• **COSA SI CHIEDE**
A. Elenca i materiali usati per costruire il recinto improvvisato nel racconto della festa a Riki.
B. Prosegui il racconto della festa a Riki a partire dall'ultima frase riportata.

• **BRANO CITATO**
───

Strada facendo, George si ferma in altri villaggi a far salire qualcun altro, giusto per riempire chissà quale impercettibile vuoto rimasto. Li incastra come un puzzle.
Riki è lontano: un posto sperduto in mezzo alla campagna arida. Cominciamo a capire che ci stiamo avvicinando solo dalla quantità di gente che sempre di più affolla le strade: un fiume festoso di grida, canti e colore, che scorre sempre più forte verso la collina.
Molte donne sono vestite di bianco e agitano fronde d'albero sopra la testa.
Sembra che stia spuntando gente da ogni cespuglio secco.
In cima alla collina c'è una chiesa, ma è vuota. Tutto il contenuto, panche, crocifisso e altare compresi, è stato riversato fuori, dentro una specie di grande recinto improvvisato per l'occasione mettendo insieme rami, fronde secche e pezzi di plastica.
C'è tantissima gente, e tutti hanno addosso il loro “vestito buono”. L'effetto è disorientante...
C'è un'eccitazione così forte che sembra di toccarla. Gli uomini siedono per terra e suonano i tamburi tutti insieme, fortissimo, in modo diverso che in chiesa. Molte donne ballano. E' una danza “selvaggia”, fatta di urla e di salti verso l'alto. Viene voglia di buttarsi nella mischia, ma ci sentiamo troppo estranee per farlo.
Poi arriva il vescovo. Ed eccoci alla tanto temuta messa. Qui di solito le messe sono molto belle... forse per la musica e i canti, o forse perché non si capisce una parola. Ma questa volta i discorsi si susseguono uno dietro l'altro per molto più tempo del solito... e io mi addormento sulla panca. Vengo bruscamente risvegliata dallo stupore quando George ci chiama in piedi in mezzo al recinto, per presentarci alla comunità di Riki... Applausi e imbarazzo.

───

• **MATERIALE ESTRATTO**
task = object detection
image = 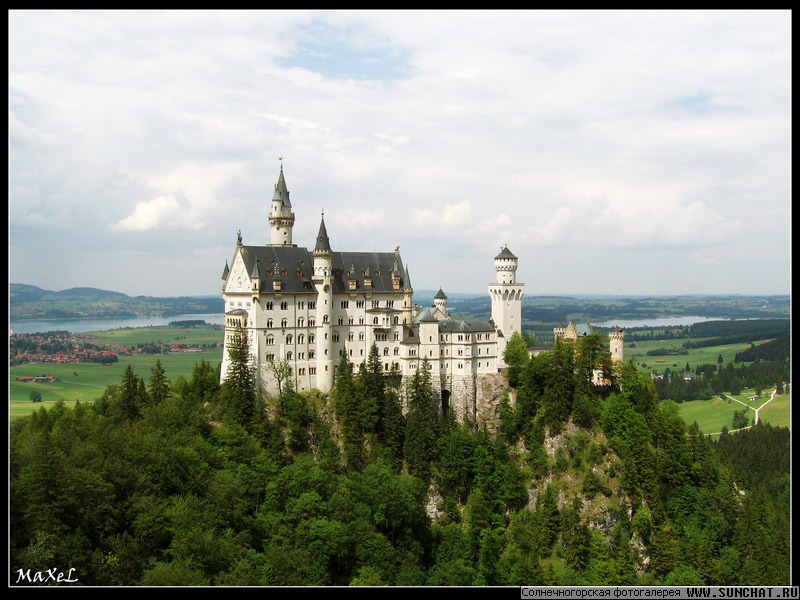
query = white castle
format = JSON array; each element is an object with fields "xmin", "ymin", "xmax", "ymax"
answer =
[{"xmin": 221, "ymin": 166, "xmax": 620, "ymax": 420}]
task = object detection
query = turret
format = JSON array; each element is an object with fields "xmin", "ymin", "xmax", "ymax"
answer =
[
  {"xmin": 313, "ymin": 213, "xmax": 335, "ymax": 390},
  {"xmin": 489, "ymin": 246, "xmax": 525, "ymax": 368},
  {"xmin": 433, "ymin": 288, "xmax": 447, "ymax": 319},
  {"xmin": 269, "ymin": 164, "xmax": 294, "ymax": 246},
  {"xmin": 608, "ymin": 327, "xmax": 625, "ymax": 362}
]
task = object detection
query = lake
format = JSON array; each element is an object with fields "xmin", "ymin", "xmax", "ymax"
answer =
[
  {"xmin": 592, "ymin": 316, "xmax": 728, "ymax": 329},
  {"xmin": 8, "ymin": 313, "xmax": 223, "ymax": 333}
]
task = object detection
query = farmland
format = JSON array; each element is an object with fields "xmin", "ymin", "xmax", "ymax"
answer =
[{"xmin": 9, "ymin": 326, "xmax": 790, "ymax": 434}]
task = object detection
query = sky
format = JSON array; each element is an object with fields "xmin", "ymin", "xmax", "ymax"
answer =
[{"xmin": 8, "ymin": 10, "xmax": 791, "ymax": 296}]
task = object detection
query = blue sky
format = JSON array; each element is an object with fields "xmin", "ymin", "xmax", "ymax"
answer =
[{"xmin": 9, "ymin": 10, "xmax": 791, "ymax": 296}]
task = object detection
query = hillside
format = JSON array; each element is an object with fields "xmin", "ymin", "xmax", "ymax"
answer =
[
  {"xmin": 10, "ymin": 336, "xmax": 791, "ymax": 586},
  {"xmin": 8, "ymin": 283, "xmax": 224, "ymax": 321}
]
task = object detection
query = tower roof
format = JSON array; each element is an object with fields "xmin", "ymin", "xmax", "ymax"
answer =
[
  {"xmin": 495, "ymin": 245, "xmax": 517, "ymax": 258},
  {"xmin": 272, "ymin": 165, "xmax": 292, "ymax": 208},
  {"xmin": 314, "ymin": 213, "xmax": 331, "ymax": 252}
]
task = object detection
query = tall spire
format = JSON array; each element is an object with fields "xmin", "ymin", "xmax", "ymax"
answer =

───

• **ESERCIZI RISOLTI**
A. Rami, fronde secche e pezzi di plastica.

B.
Dopo la cerimonia George ci annuncia con un mezzo sorrisetto che andremo a pranzo a casa di suor Anastasia e poi torneremo qui per la FESTA. Ci infiliamo con le jeep attraverso i campi, seguendo un sentiero inesistente in mezzo a banani, manghi, capre e capanne. La casa di Anastasia è una specie di oasi più verde, alla base di una piccola collina. Ci sono diverse capanne, ma soprattuto c'è una sorgente, che consente alla famiglia di avere un orto molto grande.
La stanza è piena di suore... poi ci sono il vescovo con la sua segretaria e una enorme donna ministro, originaria della zona, inguainata in un abito di paillettes rosa (sembra incredibile, qui gli abiti “buoni” sono tutti uguali: stesso taglio, stesse paillettes, stesso gusto estremamente kitch... cambia solo il colore). E soprattutto c'è una quantità di cibo imbarazzante. Il nostro turno per riempirci il piatto stavolta è fortunatamente sceso in terza posizione, dopo vescovo e ministra. Raffa ha la sventura di incappare nel terribile stufato di capra, ovvero pezzi di ossa con una carne così dura e nodosa che i nostri denti poco allenati non sono in grado di dilaniare. Così scatta la “missione osso di capra”: io dovrò distogliere l'attenzione del vescovo, delle suore e della padrona di casa mentre Raffa si impossesserà del corpo del reato, nascondendolo in un fazzoletto per il naso, e se ne uscirà sommessamente nell'aia, in cerca del cane...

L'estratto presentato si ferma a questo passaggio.